- [Data listing]:

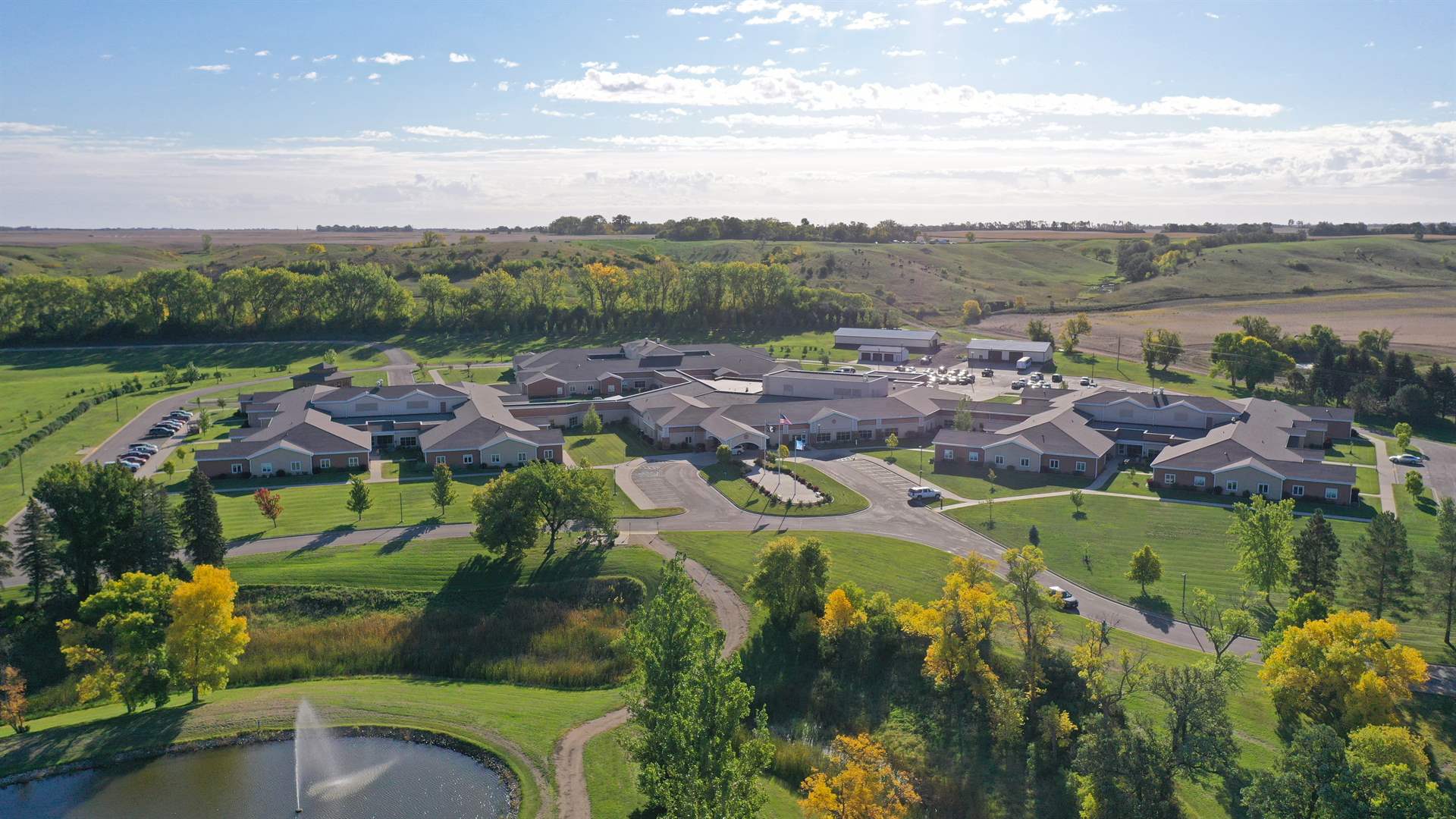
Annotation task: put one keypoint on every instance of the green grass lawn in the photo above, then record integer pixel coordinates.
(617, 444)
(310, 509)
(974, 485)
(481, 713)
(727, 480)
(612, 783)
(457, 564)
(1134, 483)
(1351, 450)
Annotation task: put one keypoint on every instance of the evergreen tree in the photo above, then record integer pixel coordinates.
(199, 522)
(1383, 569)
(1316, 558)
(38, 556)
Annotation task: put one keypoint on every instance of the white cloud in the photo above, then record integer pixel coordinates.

- [Exercise objective]: All the lines above should be reproduced exactly, and none of the pictures.

- [The answer]:
Annotation task: put one keypoint on every instance of the green grass lawn in the photo above, then record integer pixel coordinates.
(617, 444)
(310, 509)
(974, 485)
(481, 713)
(727, 480)
(612, 783)
(457, 564)
(1134, 483)
(1351, 450)
Annotation task: put one keypoint on every instance of the evergreen tree in the photo above, then record integer pixel coordinates.
(199, 522)
(1383, 569)
(1316, 558)
(38, 556)
Annotation task: put one keypoint on every instance of the white cloud in the photo above, then record integer pixel coordinates.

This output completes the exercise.